TASK PROMPT —
Would you reproduce each line below exactly, leaving every picture out?

Natural language region descriptions
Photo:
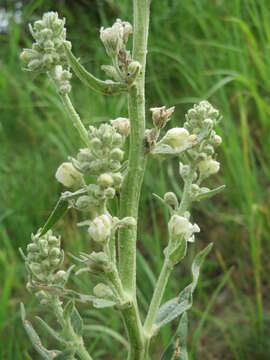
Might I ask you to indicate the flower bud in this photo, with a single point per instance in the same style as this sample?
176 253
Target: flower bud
171 199
180 227
100 228
122 125
176 138
117 154
111 39
208 167
67 175
161 116
102 291
105 180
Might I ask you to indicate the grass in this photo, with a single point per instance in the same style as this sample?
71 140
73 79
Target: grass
217 50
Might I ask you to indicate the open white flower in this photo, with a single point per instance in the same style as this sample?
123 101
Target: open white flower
100 228
67 175
208 167
179 226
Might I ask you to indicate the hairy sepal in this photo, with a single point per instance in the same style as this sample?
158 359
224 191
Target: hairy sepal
183 302
177 348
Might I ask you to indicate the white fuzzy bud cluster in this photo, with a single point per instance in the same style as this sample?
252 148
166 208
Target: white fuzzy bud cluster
67 175
43 260
105 153
177 139
122 125
115 38
201 120
161 115
100 228
48 51
181 228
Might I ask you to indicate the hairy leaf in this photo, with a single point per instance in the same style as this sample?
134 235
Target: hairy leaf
177 349
175 307
57 213
35 339
51 331
210 193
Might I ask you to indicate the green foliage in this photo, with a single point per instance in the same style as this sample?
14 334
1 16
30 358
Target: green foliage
200 51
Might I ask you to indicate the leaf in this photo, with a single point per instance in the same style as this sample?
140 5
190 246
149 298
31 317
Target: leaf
51 331
35 339
76 322
177 349
183 302
210 193
65 355
58 212
104 87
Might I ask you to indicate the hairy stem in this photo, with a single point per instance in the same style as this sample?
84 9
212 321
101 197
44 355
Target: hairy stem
166 268
131 188
75 119
72 337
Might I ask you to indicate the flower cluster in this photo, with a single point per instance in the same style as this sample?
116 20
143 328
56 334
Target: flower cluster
47 53
104 154
115 39
43 261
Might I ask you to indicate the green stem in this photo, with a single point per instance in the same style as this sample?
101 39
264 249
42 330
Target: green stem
157 298
131 188
75 119
76 340
166 269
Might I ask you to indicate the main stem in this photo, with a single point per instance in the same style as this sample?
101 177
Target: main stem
166 269
130 193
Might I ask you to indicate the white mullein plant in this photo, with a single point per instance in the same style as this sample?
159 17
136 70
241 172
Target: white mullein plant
102 156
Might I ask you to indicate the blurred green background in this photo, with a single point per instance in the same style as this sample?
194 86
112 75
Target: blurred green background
198 49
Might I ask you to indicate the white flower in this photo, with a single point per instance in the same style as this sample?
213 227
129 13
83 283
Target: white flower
100 228
122 125
67 175
208 167
179 226
161 116
111 38
176 138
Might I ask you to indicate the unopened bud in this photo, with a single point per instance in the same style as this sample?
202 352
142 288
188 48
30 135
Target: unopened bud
171 199
161 116
67 175
100 228
122 125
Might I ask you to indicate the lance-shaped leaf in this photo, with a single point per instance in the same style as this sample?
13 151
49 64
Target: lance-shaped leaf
210 193
177 306
51 331
177 349
35 339
58 212
65 355
107 87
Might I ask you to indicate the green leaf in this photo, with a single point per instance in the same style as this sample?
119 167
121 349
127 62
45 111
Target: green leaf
210 193
35 339
58 212
68 309
51 331
183 302
65 355
76 321
104 87
177 349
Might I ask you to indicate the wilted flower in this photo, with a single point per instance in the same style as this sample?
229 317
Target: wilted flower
67 175
161 116
179 226
100 228
208 167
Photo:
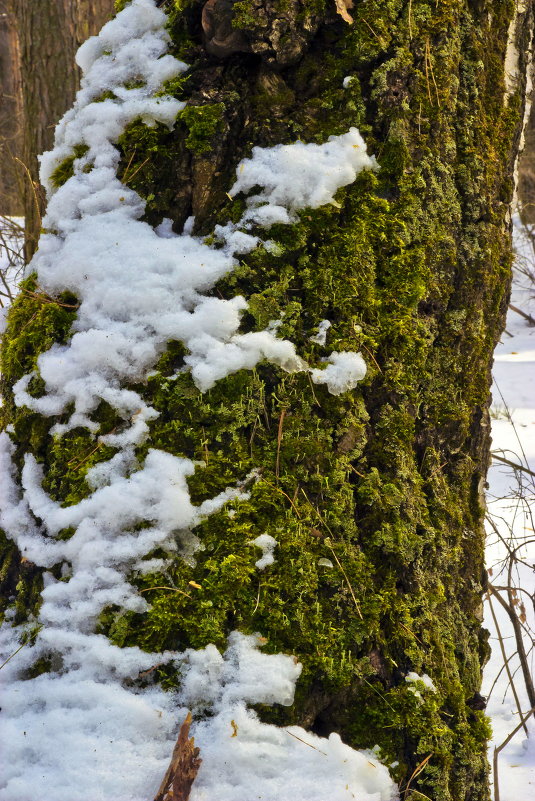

SOLVED EXERCISE —
Photo:
Might I ask you to indicate the flower bud in this photo, with a single point per instance in the same style as this sample?
176 253
Target: flower bud
171 199
180 227
100 228
122 125
176 138
117 154
111 39
208 167
67 175
161 116
102 291
105 180
Might I ask you to indicate the grass in this photo, with a single point per instance in the same style as this sample?
71 140
73 79
Target: grass
217 50
Might I ask you to indicate the open white flower in this photo, with a single point per instance in the same style as this sample?
123 101
Target: open white flower
100 228
67 175
208 167
179 226
Might I ask you to indicate the hairy sepal in this photo, with a single point per instance in the same style as this sample?
158 359
224 191
Target: hairy sepal
183 302
177 348
Might I ask you to indicate the white fuzzy bud cluster in this photo, with a single point per instance in the same style as this sample?
252 148
166 208
Target: white fuzzy bud cluster
67 175
43 260
105 153
177 139
122 125
115 38
201 120
161 115
100 228
48 51
181 228
Might I ask you to indicate the hairy leaf in this photo, with a single point per instance in the same style as this sample?
134 235
Target: hairy leaf
177 349
175 307
57 213
35 339
51 331
210 193
Might I ask you to indicate the green foliage in this photo, with a single point per instance in the same style as this sample?
14 334
1 16
30 358
Target: green foliage
200 51
Might I ask you to indicate the leaf in this photo, with a single point per instance in the same style as this sample?
140 5
190 246
149 298
31 317
Target: leaf
51 331
35 339
76 322
177 349
183 302
210 193
65 355
58 212
104 87
Might I ask you to indicate the hairy stem in this photo, with a single point per instance in the same style as this sample?
84 9
212 321
101 197
44 355
Target: hairy stem
166 268
131 188
75 119
72 337
Might I ask you to indicate the flower cluster in this photo, with a single point per instance in the same style as this sample?
116 20
143 328
56 334
Target: flower cluster
47 53
104 154
115 39
43 261
Might I ask you to indicate the green stem in this photo, with a single point per instance in the same style as this sample?
101 39
264 249
42 330
Target: green stem
157 298
131 188
75 119
76 340
166 269
Might I ask you to indicate the main stem in this photo, with a single point per instance in the same style as this sample?
101 177
Target: main stem
166 269
130 193
Might I ask you to indicate the white mullein plant in this photo, with a single point per instance in the same style as this sample?
159 17
136 70
241 172
Target: white mullein plant
102 156
Might I ask you to indicate the blurred green background in this photo, with a single point per instance in the same style as this sample?
194 86
112 75
Target: blurred green background
198 49
Might I ask you to indicate the white flower in this photo, with a single point per instance in the same style as this sample?
213 227
129 13
83 283
Target: white flower
100 228
122 125
67 175
208 167
179 226
161 116
111 38
176 138
Might I ask you to indicate the unopened bud in this photo, with a single point per instance in the same style as this sample?
202 352
142 288
188 48
30 135
Target: unopened bud
171 199
161 116
67 175
100 228
122 125
Might I ask you to indicate the lance-shaped leaf in this photo, with a single point per instance in the same style as this sample?
13 151
49 64
Target: lance-shaped leaf
210 193
177 306
51 331
177 349
35 339
58 212
65 355
107 87
Might I ask you to indicate the green leaf in this photo, with a single point per instance in the same style as this sample?
119 167
121 349
127 62
45 111
Target: green leaf
210 193
35 339
58 212
68 309
51 331
183 302
65 355
76 321
104 87
177 349
Might I ask you to indicate the wilted flower in this photo, with a single point per instance in the same style as this sample?
229 317
Target: wilted flower
67 175
161 116
179 226
100 228
208 167
Photo:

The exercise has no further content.